Reproduce the part of the listing below that opens with its first line and closes with the line containing "point(272, 105)", including both ends. Leave the pictures out.

Position annotation listing —
********
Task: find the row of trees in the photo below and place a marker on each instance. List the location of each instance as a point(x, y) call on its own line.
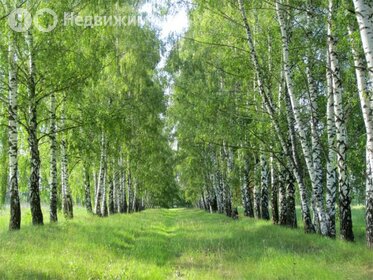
point(84, 110)
point(272, 105)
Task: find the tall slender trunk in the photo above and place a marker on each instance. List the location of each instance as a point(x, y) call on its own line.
point(291, 214)
point(36, 213)
point(87, 189)
point(366, 108)
point(264, 190)
point(116, 193)
point(101, 180)
point(111, 197)
point(123, 208)
point(53, 161)
point(129, 190)
point(341, 135)
point(104, 208)
point(308, 226)
point(15, 208)
point(282, 197)
point(257, 192)
point(246, 193)
point(274, 192)
point(364, 11)
point(134, 197)
point(67, 201)
point(307, 152)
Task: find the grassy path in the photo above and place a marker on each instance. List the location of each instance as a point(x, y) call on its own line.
point(176, 244)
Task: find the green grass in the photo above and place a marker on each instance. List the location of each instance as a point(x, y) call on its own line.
point(177, 244)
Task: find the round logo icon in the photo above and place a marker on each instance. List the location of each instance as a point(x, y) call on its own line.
point(41, 13)
point(20, 20)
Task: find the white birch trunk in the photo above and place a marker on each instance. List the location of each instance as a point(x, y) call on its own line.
point(341, 135)
point(307, 152)
point(15, 209)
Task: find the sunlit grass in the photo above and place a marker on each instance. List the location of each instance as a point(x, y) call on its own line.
point(177, 244)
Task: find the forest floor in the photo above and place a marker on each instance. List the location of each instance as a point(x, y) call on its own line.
point(177, 244)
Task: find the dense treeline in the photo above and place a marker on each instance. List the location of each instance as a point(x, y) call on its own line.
point(82, 113)
point(272, 107)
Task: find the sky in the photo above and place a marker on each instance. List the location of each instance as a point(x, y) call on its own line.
point(173, 24)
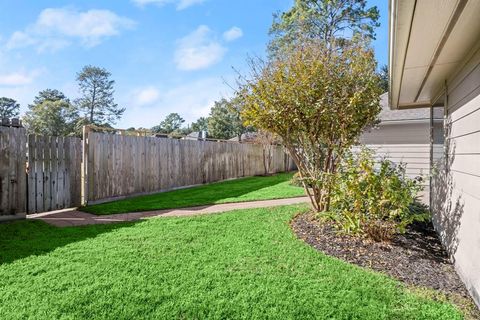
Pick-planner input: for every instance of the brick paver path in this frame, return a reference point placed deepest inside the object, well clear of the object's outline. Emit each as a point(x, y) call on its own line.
point(72, 217)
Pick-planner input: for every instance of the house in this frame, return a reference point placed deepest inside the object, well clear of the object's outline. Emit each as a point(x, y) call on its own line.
point(434, 60)
point(403, 136)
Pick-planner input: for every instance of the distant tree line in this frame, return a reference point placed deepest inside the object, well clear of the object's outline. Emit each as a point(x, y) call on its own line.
point(52, 113)
point(223, 122)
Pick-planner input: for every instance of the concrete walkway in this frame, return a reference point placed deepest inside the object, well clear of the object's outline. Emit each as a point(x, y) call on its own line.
point(72, 217)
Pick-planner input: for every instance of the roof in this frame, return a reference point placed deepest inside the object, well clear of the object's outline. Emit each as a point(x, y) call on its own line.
point(389, 115)
point(430, 42)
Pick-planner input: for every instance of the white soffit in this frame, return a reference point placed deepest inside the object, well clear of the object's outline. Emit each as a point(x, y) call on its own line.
point(430, 40)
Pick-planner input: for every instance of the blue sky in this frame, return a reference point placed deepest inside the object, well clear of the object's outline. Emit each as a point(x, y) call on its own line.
point(165, 55)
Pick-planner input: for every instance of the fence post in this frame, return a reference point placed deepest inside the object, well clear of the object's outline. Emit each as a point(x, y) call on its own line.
point(84, 173)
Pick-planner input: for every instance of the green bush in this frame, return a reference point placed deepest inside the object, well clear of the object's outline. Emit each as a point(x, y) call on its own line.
point(375, 198)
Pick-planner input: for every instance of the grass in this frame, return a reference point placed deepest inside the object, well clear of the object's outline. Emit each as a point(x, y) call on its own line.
point(240, 190)
point(241, 264)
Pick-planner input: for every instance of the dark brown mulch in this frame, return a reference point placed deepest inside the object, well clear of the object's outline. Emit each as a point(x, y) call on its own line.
point(416, 257)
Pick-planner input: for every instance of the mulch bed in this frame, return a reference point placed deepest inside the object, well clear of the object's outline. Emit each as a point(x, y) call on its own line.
point(416, 257)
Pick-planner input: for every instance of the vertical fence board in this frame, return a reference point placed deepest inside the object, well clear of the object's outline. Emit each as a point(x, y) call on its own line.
point(54, 175)
point(12, 172)
point(122, 165)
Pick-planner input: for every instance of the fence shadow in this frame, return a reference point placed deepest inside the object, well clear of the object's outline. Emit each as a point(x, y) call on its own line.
point(209, 194)
point(22, 239)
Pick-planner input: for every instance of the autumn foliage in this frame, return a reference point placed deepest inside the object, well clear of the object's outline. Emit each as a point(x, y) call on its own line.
point(318, 99)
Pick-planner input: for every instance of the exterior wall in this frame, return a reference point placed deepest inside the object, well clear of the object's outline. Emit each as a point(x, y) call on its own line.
point(407, 143)
point(456, 189)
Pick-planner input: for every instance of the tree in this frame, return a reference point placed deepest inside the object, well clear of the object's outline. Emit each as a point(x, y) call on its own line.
point(172, 122)
point(97, 99)
point(49, 95)
point(383, 74)
point(322, 20)
point(200, 125)
point(224, 121)
point(318, 100)
point(52, 118)
point(9, 108)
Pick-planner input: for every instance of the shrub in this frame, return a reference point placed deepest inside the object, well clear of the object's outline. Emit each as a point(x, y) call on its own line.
point(375, 198)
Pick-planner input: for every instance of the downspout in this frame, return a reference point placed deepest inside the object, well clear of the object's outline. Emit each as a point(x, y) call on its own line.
point(430, 183)
point(446, 141)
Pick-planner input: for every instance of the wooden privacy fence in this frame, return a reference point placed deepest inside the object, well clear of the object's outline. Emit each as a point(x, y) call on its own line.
point(118, 166)
point(54, 173)
point(40, 173)
point(12, 172)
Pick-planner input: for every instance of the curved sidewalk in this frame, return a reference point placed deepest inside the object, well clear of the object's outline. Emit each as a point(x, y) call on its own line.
point(71, 218)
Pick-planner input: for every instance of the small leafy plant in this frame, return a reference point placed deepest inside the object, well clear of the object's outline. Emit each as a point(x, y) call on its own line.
point(374, 197)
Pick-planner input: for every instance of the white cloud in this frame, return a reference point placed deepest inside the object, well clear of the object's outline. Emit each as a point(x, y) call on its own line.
point(56, 28)
point(146, 96)
point(180, 4)
point(191, 100)
point(232, 34)
point(20, 78)
point(198, 50)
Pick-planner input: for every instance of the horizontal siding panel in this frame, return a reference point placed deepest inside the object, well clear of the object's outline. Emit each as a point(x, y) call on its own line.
point(466, 125)
point(469, 144)
point(466, 90)
point(466, 163)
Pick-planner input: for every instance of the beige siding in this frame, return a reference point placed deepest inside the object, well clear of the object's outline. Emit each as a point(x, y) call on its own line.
point(457, 187)
point(407, 143)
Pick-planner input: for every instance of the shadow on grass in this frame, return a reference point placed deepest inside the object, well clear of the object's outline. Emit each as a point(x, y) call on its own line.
point(21, 239)
point(244, 189)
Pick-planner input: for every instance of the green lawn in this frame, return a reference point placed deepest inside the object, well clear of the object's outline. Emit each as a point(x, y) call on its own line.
point(242, 264)
point(245, 189)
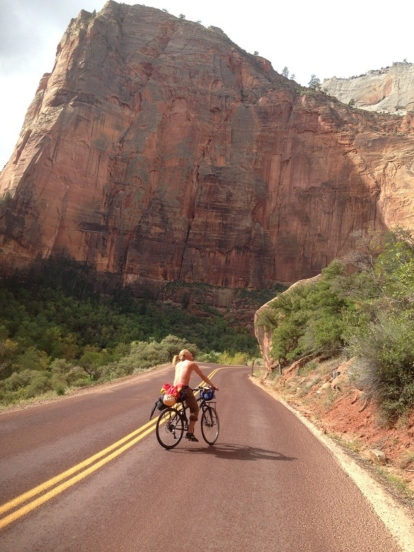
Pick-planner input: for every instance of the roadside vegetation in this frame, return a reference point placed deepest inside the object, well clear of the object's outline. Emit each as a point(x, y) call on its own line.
point(362, 307)
point(57, 332)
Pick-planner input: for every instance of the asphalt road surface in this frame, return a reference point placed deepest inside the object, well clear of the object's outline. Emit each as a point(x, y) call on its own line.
point(86, 473)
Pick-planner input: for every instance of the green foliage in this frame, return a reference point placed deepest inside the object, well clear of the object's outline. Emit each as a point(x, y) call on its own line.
point(314, 83)
point(55, 322)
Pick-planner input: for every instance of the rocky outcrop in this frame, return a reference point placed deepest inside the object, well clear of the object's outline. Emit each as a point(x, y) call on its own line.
point(387, 90)
point(159, 150)
point(263, 330)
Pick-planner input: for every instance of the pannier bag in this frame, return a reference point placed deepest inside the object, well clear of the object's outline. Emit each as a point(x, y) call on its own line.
point(169, 400)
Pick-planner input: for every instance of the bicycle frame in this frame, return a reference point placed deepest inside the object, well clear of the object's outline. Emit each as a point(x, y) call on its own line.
point(175, 421)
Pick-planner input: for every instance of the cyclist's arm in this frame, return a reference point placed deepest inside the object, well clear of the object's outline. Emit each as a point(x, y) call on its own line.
point(198, 371)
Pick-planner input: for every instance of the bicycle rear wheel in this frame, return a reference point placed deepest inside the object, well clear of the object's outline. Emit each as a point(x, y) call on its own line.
point(210, 425)
point(170, 428)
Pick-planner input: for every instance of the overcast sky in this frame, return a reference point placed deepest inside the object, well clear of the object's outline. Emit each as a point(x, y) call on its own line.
point(321, 37)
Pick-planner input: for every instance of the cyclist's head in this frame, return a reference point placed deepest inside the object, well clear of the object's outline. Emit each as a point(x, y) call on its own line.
point(185, 355)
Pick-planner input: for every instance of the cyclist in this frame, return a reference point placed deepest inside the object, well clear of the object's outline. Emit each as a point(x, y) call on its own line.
point(184, 367)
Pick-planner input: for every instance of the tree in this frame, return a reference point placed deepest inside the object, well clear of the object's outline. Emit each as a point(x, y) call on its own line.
point(315, 82)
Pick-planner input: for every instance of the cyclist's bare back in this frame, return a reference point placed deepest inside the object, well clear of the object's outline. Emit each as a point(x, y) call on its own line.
point(183, 371)
point(185, 367)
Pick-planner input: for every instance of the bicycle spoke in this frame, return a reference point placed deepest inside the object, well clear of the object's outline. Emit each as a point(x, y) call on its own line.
point(210, 425)
point(170, 428)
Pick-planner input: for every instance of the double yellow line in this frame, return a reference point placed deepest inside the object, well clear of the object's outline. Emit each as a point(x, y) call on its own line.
point(51, 488)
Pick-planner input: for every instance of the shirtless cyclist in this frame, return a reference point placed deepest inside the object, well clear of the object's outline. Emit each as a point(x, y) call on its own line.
point(184, 367)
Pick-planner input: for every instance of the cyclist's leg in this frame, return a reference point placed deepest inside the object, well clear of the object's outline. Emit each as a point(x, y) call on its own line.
point(169, 428)
point(194, 408)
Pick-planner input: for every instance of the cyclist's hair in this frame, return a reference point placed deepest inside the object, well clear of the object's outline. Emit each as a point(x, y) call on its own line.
point(181, 354)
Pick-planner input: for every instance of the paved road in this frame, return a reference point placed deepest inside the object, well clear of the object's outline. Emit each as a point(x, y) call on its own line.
point(267, 485)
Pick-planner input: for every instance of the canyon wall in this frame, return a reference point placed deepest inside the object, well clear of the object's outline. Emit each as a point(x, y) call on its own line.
point(386, 90)
point(159, 150)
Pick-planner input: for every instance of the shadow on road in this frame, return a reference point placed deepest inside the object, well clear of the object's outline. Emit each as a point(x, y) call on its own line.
point(237, 452)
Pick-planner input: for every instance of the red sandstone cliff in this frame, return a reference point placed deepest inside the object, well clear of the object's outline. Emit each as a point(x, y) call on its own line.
point(160, 150)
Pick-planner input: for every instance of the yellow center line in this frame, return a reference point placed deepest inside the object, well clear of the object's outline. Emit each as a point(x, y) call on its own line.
point(139, 434)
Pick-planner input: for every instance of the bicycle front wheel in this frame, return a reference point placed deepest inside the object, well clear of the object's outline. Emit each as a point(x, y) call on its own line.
point(210, 425)
point(170, 428)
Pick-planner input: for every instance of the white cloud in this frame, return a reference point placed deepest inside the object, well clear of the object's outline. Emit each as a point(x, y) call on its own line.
point(308, 37)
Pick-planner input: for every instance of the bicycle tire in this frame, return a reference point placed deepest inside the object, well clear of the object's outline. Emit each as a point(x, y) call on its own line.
point(170, 428)
point(210, 425)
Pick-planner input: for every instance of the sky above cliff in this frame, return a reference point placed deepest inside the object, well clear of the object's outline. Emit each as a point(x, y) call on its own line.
point(309, 38)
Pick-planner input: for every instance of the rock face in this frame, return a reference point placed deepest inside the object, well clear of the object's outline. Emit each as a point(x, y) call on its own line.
point(159, 150)
point(388, 90)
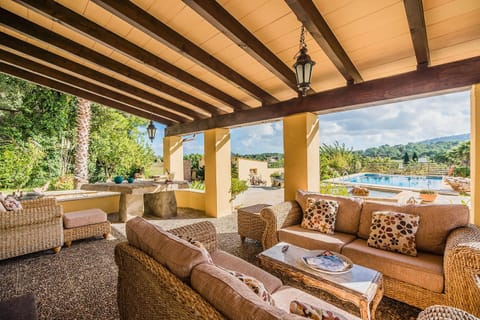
********
Exercise output —
Task: find the row of trees in the photo below and place a marker on each instance. List the location of each instance as a point(x, y) call on its own line.
point(84, 110)
point(272, 105)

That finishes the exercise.